▸ BRIEF A:
Reproduce the passage of the text on California workers' compensation starting at "What is a contributing" and ending at "contribute to the condition.".
▸ BRIEF B:
According to the text on California workers' compensation, what must employees prove about their job in order to receive workers' compensation?
▸ BRIEF C:
Write the next part of the text on California workers' compensation, beginning after its final sentence.

▸ TEXT:
◆ ◆ ◆ ◆ ◆

It goes without saying that if you sustain an injury on the job, you should receive compensation. However, many office employees suffer repetitive stress injuries at work and neglect to file a claim under the impression that the situation is too minor to warrant action.
In the state of California, employees need only prove that their job is a “contributing cause” to an injury in order to receive workers’ compensation. Learning more about compensation law will help you receive the financial support you deserve in the event you become hurt at the office.
What is a contributing cause?
According to California regulations on the topic of work-relatedness, employers must consider an injury or illness to be work-related if the work environment is a cause or even a contributing factor to the condition. For example, an office worker suffering from carpal tunnel syndrome can claim that the condition is work-related due to the repetitive wrist motions required when typing or performing similar tasks. This remains the case even if the individual performs similar actions off the job that also contribute to the condition.

◆ ◆ ◆ ◆ ◆

▸ RECORDED INFORMATION:
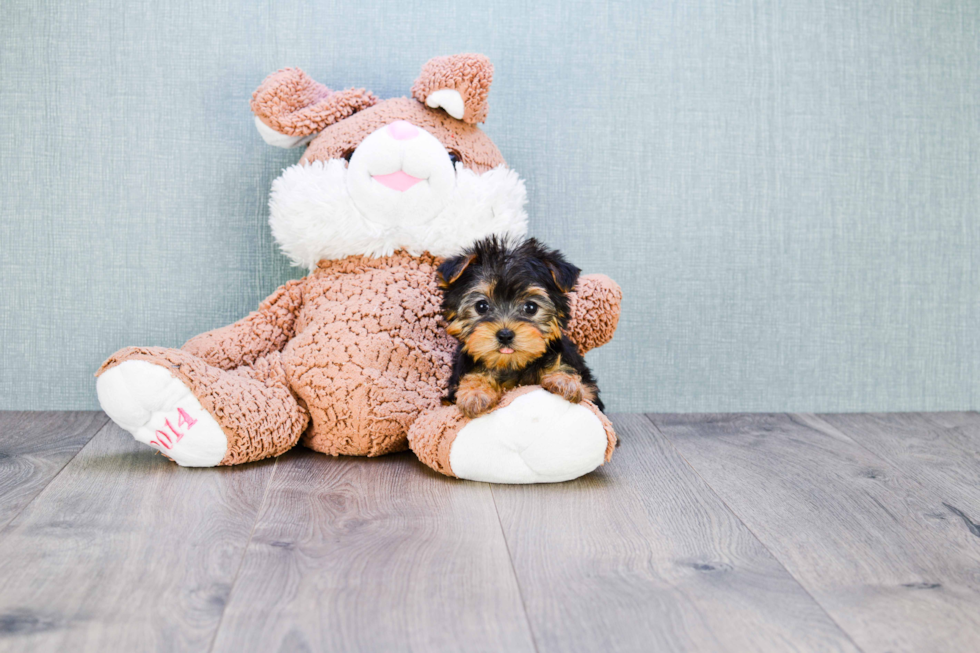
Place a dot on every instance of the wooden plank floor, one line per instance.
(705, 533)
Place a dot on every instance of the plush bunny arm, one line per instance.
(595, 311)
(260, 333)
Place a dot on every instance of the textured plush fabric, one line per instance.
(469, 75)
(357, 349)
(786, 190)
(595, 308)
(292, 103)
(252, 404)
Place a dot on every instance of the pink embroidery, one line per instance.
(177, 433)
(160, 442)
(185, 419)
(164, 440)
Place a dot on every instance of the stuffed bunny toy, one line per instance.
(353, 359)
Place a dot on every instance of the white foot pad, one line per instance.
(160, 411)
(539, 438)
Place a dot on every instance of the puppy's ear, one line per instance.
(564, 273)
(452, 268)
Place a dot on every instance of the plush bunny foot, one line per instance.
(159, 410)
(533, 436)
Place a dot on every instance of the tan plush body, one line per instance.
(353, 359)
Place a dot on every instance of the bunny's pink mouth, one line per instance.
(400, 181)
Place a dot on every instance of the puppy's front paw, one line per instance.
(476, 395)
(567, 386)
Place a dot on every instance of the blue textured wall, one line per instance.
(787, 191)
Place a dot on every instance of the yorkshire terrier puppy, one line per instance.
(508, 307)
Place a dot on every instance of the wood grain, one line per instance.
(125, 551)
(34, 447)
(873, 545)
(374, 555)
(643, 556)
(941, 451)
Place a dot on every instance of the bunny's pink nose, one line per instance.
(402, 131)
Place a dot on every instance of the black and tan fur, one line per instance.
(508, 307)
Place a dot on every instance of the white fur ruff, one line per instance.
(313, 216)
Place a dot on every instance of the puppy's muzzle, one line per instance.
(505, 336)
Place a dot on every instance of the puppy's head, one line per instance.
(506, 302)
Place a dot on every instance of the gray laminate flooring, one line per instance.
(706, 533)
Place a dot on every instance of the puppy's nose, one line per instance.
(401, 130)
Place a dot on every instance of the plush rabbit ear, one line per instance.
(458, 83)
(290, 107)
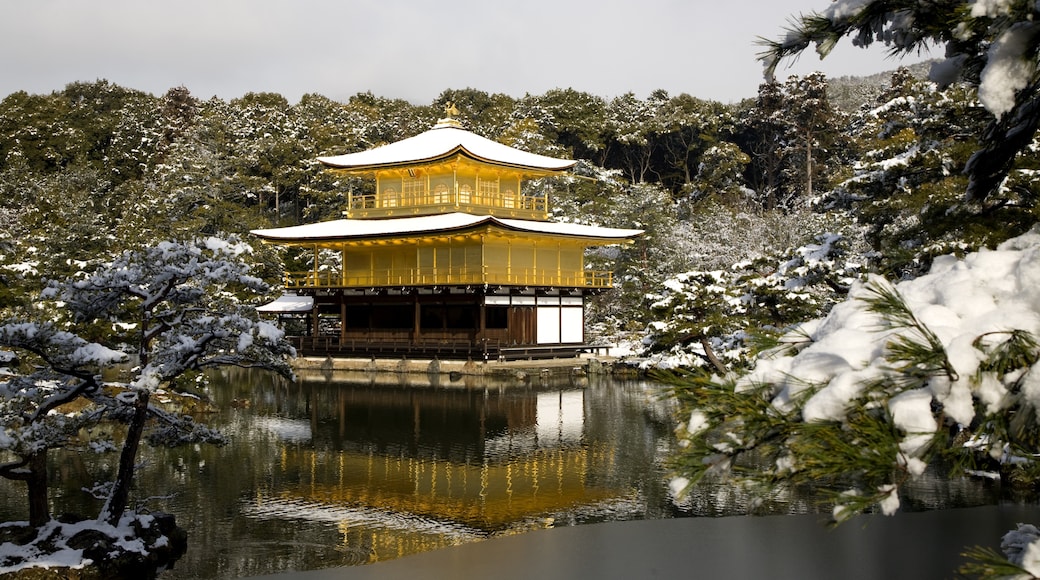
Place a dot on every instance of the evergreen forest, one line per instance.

◆ ◆ ◆ ◆ ◆

▸ REPLY A:
What is a contributing cause?
According to California regulations on the topic of work-relatedness, employers must consider an injury or illness to be work-related if the work environment is a cause or even a contributing factor to the condition. For example, an office worker suffering from carpal tunnel syndrome can claim that the condition is work-related due to the repetitive wrist motions required when typing or performing similar tasks. This remains the case even if the individual performs similar actions off the job that also contribute to the condition.

▸ REPLY B:
They need only prove that their job is a "contributing cause" to the injury.

▸ REPLY C:
How can I prove my job contributes to an injury?
You should collect as much evidence as possible to prove that your injury is work-related. Start by keeping accurate personal records on much time you spend performing contributing tasks. Receiving reports from a doctor that diagnose the condition and lists harmful motions is an even better course of action.
If you are one of the many California office workers suffering from a cumulative trauma injury, you might be overlooking financial compensation that you have every right to claim. It is entirely likely that your day-to-day tasks at work are contributing to a harmful condition.